TASK DETAILS: Write the records out exactly, so that no picture remains in the copy.
┌──
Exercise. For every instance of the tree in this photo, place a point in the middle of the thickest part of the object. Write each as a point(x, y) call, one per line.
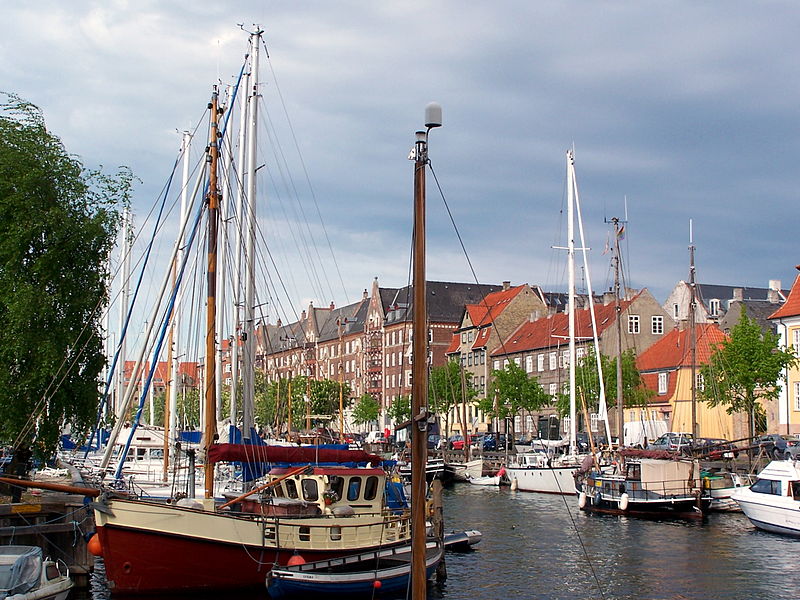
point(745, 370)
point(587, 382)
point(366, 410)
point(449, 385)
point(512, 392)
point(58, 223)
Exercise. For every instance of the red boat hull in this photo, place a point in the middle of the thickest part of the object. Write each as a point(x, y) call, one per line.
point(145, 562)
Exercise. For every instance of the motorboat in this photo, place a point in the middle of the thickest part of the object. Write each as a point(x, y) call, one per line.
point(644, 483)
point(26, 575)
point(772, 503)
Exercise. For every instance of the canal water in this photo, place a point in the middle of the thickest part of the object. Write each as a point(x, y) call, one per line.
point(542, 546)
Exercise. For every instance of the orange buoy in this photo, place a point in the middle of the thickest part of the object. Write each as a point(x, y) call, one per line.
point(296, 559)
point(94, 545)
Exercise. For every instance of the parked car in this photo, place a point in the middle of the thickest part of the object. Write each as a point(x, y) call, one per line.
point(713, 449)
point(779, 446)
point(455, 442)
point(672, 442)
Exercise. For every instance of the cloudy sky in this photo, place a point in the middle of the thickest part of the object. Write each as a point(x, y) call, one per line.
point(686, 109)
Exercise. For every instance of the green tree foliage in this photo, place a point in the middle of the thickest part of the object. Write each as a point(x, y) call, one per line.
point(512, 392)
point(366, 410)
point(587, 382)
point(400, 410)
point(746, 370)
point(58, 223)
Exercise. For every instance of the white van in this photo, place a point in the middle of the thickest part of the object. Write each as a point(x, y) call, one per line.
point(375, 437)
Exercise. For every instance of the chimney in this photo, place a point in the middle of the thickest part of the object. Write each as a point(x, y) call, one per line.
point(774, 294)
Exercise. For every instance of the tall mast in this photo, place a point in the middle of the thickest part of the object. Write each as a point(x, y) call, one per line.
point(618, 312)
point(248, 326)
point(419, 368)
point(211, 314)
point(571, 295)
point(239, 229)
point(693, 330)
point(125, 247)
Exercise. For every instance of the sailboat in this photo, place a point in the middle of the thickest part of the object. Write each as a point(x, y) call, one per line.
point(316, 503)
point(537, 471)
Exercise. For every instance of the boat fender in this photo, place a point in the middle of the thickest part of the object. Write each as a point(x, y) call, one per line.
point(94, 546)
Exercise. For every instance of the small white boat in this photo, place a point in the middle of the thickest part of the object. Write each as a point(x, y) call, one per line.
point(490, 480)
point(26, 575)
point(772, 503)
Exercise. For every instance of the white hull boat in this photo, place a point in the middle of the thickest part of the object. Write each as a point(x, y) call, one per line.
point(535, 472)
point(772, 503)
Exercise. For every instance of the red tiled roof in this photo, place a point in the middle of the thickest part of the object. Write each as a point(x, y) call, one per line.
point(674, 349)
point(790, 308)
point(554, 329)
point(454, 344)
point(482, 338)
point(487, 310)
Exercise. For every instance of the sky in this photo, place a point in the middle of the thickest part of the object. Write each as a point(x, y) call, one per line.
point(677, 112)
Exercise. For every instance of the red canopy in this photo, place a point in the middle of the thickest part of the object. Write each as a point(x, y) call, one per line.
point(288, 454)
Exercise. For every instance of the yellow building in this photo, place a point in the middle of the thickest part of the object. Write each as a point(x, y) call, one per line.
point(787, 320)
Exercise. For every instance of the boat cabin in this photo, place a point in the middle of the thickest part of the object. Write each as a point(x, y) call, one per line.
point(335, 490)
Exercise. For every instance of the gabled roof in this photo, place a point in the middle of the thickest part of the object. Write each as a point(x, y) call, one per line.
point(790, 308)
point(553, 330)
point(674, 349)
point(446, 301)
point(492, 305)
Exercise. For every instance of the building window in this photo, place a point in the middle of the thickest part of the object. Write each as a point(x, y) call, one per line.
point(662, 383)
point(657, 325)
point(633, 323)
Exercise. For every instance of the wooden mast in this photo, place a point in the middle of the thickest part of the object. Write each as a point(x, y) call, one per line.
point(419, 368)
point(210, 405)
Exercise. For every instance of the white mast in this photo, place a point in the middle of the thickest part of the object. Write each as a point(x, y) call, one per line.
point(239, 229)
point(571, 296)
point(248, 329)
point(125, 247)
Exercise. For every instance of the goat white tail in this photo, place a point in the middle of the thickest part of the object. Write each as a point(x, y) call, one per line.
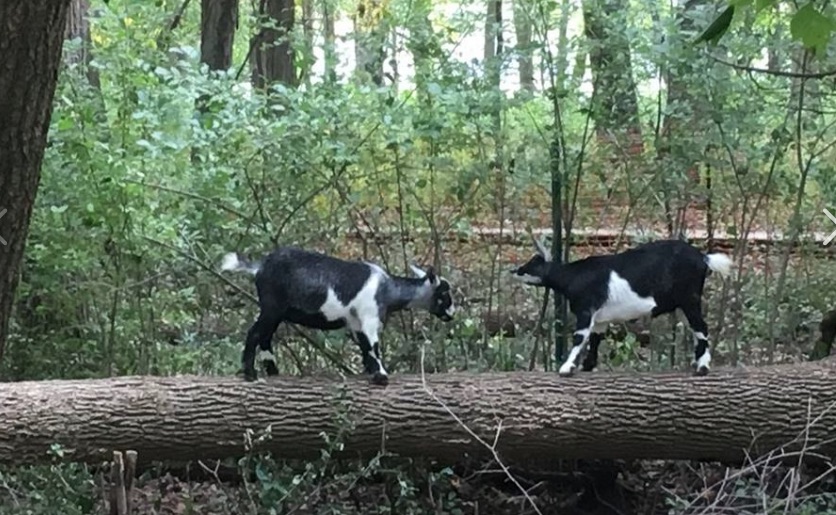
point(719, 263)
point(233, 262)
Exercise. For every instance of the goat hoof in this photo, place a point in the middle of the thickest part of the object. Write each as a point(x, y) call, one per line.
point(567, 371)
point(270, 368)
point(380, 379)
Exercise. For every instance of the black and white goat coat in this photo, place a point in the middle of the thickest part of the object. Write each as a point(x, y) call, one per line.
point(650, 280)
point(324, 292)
└──
EXPECTED ANSWER:
Exercise. For every instance of the tree in this photo, place a point in the middle of the thickest part of the object. Write each as a point(x, y) call, one per line.
point(745, 370)
point(587, 382)
point(366, 410)
point(449, 385)
point(512, 392)
point(58, 223)
Exercise. For every instance of the red boat hull in this photo, place a point in the middle of the thickest part of the object. Write each as a point(x, y) call, one per line.
point(145, 562)
Exercise. For every instance of the motorboat in this photo, place a point in the middle of the thickest part of the object. Write each as a point(x, y) call, one per line.
point(644, 483)
point(26, 575)
point(772, 503)
Exercise. For every instance of the canal water in this photo, place a point in the middle of the thickest part of the object. Write each as a point(x, y) call, one per line.
point(542, 546)
Exercise. For every instance of the orange buoy in this photo, place a point in the middle of the thickest part of the object. Write each as a point(x, y) call, one per line.
point(296, 559)
point(94, 545)
Exercise. For every instance of the parked car in this photo, place a point in the middle of the thickest part of the object. Write each as a point(x, y) call, one per line.
point(713, 449)
point(779, 446)
point(455, 442)
point(672, 442)
Exercise. For every instance of the cloudy sky in this photo, place a point in the middle of the thickest part of the object. Write each as a point(x, y) call, one per line.
point(686, 109)
Exercise. For every instance of the green tree foliage in this photo, place a point in the middle of the thickest part of the object. Write each as a point(x, y) call, one per line.
point(512, 392)
point(366, 410)
point(587, 382)
point(400, 410)
point(746, 370)
point(58, 223)
Exercise. For every instance of the white van in this photo, place a point in the middle of the thickest part of the object. Write each as a point(x, y) call, one per line.
point(375, 437)
Exercise. For every instance of the chimney in this photo, place a point in the middle of the thickest part of the object. Write each as a point(x, y) call, one per line.
point(774, 294)
Exercise. For every instance of the tall mast in this photo, place a point in the middle of the thickest part of the object. Write each as a point(x, y) call, one per line.
point(618, 312)
point(248, 326)
point(419, 368)
point(211, 314)
point(571, 295)
point(239, 229)
point(693, 330)
point(125, 247)
Exercise. For every instance of the sailboat in this photo, place a point in the middle of the thickest part of the object. Write each as a point(x, y) call, one per line.
point(316, 503)
point(537, 471)
Exercise. For every instance of the boat fender in this photo, place a point in the middle of the thickest part of the object. Write each as a point(x, y) call, one per line.
point(94, 546)
Exercise. For every instance of the small white boat in this photo, place a point in the middle of the thickest part of the object. Write each as a point(x, y) call, one per line.
point(490, 480)
point(26, 575)
point(772, 503)
Exercise. For every instance of the white hull boat in this photo, place a point in the middle of the thickest part of the object. Write each as a point(x, y) call, one per line.
point(535, 472)
point(772, 503)
Exercise. For every instance of the red tiled roof in this photo, place a point in the middle of the thickest part of the object. Write each as a point(x, y) call, one per line.
point(674, 349)
point(790, 308)
point(554, 329)
point(454, 344)
point(482, 338)
point(487, 310)
Exercise. For every instance of the sky in this photo, place a point in the middle of the thickest part of the object. Write each as a point(x, y) call, one per line.
point(677, 112)
Exercise. For every instance of the red canopy in this photo, place a point in the middle of the thickest part of the object. Write each as a point(x, y) call, one per line.
point(288, 454)
Exercise. For every instance of the yellow building in this photo, place a point in the middle of the thickest part of the object. Write each as a point(x, y) call, one per line.
point(787, 320)
Exercise. For every instance of the boat cabin in this photo, place a point in the middle of the thickest part of the object. Write each as a point(x, y) call, one per line.
point(335, 490)
Exercise. For every instance of the gabled roof in this photo, place a point in the middle of the thickest part of the object. Write each as a point(x, y) call, one per line.
point(790, 308)
point(553, 330)
point(674, 349)
point(446, 301)
point(492, 305)
Exercise. For every instance of the building window in this photo, place a point in the middle of the thickest part of the object. Write each as a point(x, y) call, one per line.
point(662, 383)
point(657, 325)
point(633, 323)
Exercise. For every instance of the wooden mast in this photo, place a point in the middle of the thickest part of the object. Write each as a point(x, y) call, one per line.
point(419, 368)
point(210, 405)
Exercise. For every instance of the white mast in this photo, place a point in the middle of the thickest part of the object. Write each as a point(x, y) call, one per line.
point(239, 229)
point(571, 296)
point(248, 329)
point(125, 247)
Exercise. For every instance of the goat white tail in this photo, place a point in the middle of the thickest part of the object. Write each as a point(x, y) call, one per line.
point(719, 263)
point(233, 262)
Exercise. For every instance of the goat hoof in this photo, place a point in the middle of the thickest part of the object. Write each as a point(x, y) call, one per line.
point(567, 371)
point(270, 368)
point(380, 379)
Exercise. For every instance of the black and white goat coat in this photo, place a point in the middle of the thickest part of the object. Write each as a point(x, y) call, one per line.
point(650, 280)
point(324, 292)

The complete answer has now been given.